PASSAGE SHOWN ▸
|---|
Kornkarn: It's like playing new games, and discovering new possibilities for movement or language is a lot of joy. My work is about humans negotiating with God and technology. I must find a means to learn more about the subject. When I worked with others to develop new virtual environments, I discovered a method for transforming concepts from intangible to tangible. For example, when I put on a VR headset and look for new hand motions inside, the outside changes as well.


Max: I seek a unique contribution and purpose when involving technology in dance performances. I believe that involving technology requires constant experimentation and exploration to find new possibilities.


It inspires me to see that fellow young pioneering dance artists consciously look at the bigger picture and explore purposes when incorporating technology into their performances. For my own artistic practice, I plan to explore new mindset and skillset to prepare myself for the upcoming transformation of humankind and the world as AI advances and web3 emerges. Creators with a forward-looking vision need to find theme and content to connect with the World, as well as new methodology where cross-disciplinary, cross-national and cross-cultural collaboration can create new values.
|---|
SUPPLIED ENTRIES ▸
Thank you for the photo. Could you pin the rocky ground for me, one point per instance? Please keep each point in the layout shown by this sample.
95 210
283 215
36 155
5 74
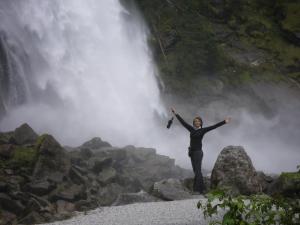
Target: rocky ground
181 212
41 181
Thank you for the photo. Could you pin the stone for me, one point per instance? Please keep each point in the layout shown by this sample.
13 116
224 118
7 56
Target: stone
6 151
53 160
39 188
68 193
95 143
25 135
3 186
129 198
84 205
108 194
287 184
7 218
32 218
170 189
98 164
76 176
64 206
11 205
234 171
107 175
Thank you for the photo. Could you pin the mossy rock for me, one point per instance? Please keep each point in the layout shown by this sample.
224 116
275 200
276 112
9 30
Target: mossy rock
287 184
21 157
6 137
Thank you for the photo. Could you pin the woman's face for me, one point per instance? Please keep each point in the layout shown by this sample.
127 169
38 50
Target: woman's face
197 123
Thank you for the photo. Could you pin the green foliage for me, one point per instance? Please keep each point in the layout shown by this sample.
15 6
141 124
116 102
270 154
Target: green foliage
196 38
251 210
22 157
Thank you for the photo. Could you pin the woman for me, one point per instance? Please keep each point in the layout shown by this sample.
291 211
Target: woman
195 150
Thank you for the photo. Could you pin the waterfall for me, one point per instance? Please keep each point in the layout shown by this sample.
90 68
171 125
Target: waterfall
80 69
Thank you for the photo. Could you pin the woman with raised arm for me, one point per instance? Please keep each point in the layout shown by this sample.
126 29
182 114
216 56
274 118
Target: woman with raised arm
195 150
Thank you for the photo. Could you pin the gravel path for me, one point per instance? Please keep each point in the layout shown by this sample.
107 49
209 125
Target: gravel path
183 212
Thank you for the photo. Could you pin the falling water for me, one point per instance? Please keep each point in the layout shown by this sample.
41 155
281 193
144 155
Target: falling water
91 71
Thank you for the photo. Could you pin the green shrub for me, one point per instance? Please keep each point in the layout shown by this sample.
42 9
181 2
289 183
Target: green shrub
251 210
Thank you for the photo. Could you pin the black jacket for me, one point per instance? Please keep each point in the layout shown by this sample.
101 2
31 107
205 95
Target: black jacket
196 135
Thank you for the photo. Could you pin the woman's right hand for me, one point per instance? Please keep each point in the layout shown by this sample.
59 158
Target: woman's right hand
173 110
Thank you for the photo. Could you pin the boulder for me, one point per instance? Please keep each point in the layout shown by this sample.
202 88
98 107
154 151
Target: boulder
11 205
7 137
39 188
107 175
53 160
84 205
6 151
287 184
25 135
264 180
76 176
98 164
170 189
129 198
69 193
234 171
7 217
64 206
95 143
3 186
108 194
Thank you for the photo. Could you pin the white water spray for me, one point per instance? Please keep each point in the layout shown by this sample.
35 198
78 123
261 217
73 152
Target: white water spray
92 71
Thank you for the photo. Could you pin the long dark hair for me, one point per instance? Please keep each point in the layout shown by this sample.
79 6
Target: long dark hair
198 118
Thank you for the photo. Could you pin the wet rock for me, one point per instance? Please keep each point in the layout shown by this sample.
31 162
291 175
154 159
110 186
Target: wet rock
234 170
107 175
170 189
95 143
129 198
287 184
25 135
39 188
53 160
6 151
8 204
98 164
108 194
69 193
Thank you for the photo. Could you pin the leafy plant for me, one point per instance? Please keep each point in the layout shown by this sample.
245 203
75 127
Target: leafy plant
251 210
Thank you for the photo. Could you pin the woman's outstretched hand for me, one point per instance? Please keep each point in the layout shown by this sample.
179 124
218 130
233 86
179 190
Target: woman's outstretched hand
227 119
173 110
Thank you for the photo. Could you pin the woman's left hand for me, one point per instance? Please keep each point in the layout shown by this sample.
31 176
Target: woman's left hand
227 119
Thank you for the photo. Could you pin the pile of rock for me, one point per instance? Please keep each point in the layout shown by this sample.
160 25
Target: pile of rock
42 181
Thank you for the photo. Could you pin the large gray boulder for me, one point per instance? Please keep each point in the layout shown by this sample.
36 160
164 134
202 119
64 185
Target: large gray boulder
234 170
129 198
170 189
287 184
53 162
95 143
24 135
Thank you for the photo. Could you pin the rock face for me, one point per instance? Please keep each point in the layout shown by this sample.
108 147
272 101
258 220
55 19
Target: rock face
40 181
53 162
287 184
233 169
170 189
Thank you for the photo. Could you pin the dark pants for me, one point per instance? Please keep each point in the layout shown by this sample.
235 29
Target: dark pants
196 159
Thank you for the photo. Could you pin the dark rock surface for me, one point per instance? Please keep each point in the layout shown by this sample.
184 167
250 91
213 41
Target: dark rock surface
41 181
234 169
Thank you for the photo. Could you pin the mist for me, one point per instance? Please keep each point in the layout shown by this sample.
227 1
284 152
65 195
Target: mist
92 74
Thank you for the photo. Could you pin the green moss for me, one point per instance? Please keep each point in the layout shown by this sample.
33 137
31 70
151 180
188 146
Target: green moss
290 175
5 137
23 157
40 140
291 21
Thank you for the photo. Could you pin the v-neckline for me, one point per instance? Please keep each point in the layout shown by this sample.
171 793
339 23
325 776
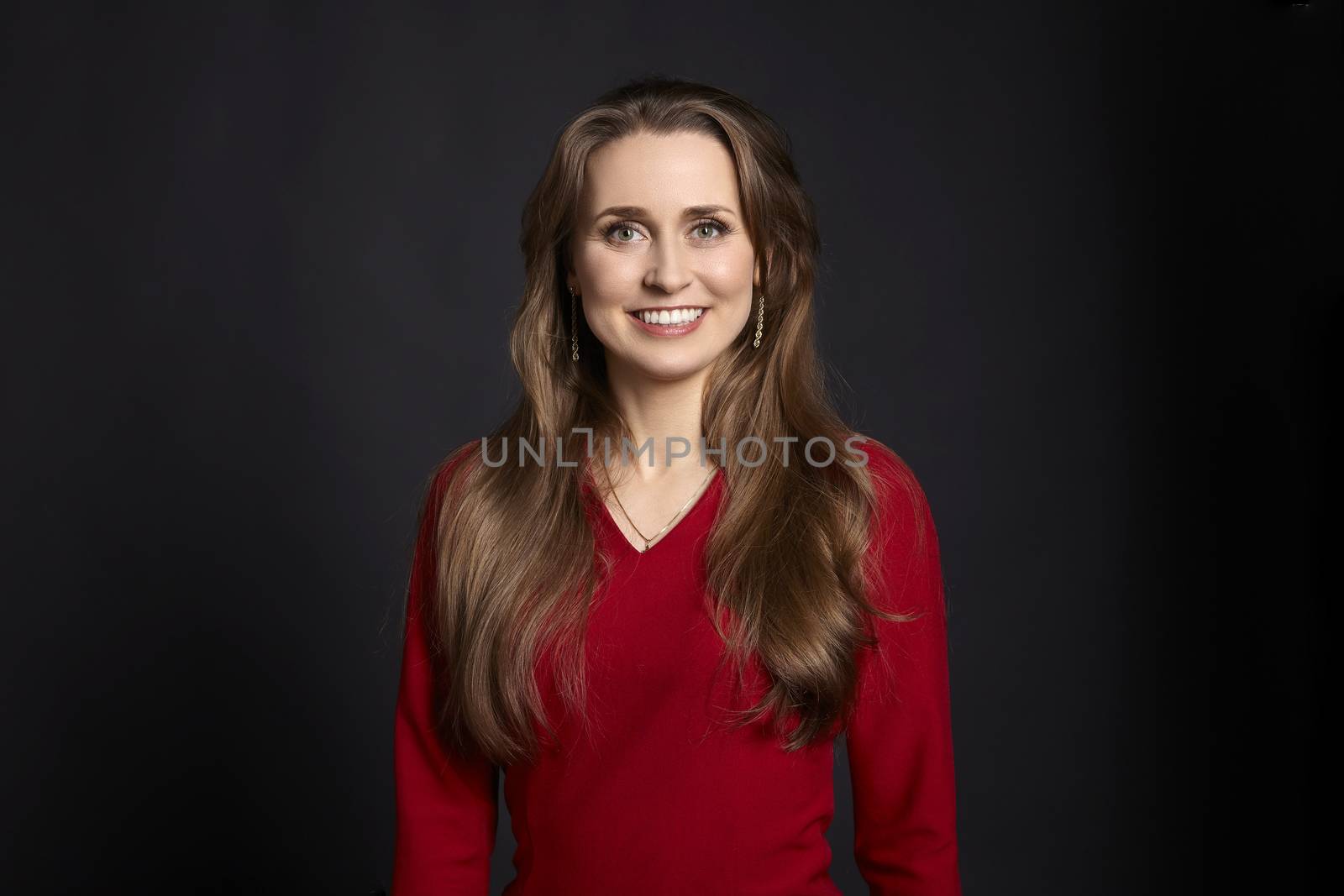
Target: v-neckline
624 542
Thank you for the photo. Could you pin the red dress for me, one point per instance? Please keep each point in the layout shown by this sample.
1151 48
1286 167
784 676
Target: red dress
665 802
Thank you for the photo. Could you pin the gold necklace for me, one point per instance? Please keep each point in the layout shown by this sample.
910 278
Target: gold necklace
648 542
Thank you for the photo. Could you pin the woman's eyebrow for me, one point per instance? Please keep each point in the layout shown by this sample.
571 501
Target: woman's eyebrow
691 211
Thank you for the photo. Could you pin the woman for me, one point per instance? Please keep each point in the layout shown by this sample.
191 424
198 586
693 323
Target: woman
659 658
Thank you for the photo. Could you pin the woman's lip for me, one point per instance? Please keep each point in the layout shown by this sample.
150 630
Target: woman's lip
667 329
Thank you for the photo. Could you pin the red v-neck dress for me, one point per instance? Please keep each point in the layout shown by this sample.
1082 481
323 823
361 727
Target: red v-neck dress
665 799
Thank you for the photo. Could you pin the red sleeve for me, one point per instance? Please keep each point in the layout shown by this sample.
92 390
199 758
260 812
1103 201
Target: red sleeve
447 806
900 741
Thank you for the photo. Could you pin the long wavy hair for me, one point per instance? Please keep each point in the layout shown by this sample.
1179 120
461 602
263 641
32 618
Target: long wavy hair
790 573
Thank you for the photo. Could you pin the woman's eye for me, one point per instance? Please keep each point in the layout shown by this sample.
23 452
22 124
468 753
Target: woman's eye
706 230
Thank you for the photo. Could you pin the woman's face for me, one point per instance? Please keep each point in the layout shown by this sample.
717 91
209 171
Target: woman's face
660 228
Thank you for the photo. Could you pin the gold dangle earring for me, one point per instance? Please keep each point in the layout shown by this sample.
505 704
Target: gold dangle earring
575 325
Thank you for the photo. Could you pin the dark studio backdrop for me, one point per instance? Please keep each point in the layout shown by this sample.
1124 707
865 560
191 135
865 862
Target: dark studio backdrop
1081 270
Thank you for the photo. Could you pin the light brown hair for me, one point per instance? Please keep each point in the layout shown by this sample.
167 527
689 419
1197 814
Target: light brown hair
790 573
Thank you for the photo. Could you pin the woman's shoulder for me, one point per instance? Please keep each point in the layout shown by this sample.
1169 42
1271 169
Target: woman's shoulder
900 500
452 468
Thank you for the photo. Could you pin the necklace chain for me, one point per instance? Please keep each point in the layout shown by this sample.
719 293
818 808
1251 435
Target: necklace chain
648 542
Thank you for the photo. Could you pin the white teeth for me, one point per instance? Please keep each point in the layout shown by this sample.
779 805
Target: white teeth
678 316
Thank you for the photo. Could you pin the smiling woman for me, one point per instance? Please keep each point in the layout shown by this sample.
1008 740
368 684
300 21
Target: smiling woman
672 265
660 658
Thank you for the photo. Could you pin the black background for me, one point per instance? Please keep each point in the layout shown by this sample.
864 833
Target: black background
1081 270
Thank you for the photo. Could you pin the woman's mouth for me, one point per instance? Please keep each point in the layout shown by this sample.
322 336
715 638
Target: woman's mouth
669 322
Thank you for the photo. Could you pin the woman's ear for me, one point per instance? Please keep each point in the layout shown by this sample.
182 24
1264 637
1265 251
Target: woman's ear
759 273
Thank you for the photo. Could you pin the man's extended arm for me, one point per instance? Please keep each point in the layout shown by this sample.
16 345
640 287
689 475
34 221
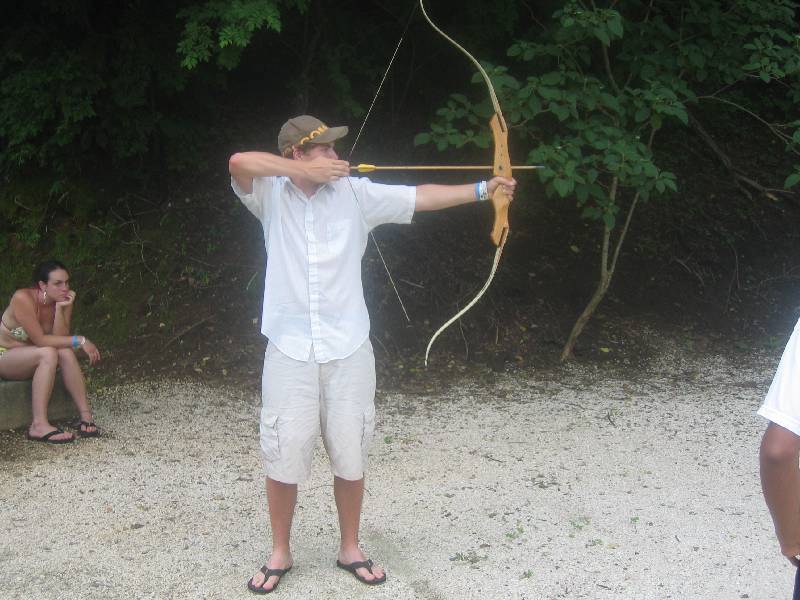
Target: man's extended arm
|---|
THE PROBLEM ▸ Give again, word for word, the part of the dancers' remarks on technology in performance from "Kornkarn: It's like" up to and including "changes as well.".

RESULT OF THIS TASK ▸
Kornkarn: It's like playing new games, and discovering new possibilities for movement or language is a lot of joy. My work is about humans negotiating with God and technology. I must find a means to learn more about the subject. When I worked with others to develop new virtual environments, I discovered a method for transforming concepts from intangible to tangible. For example, when I put on a VR headset and look for new hand motions inside, the outside changes as well.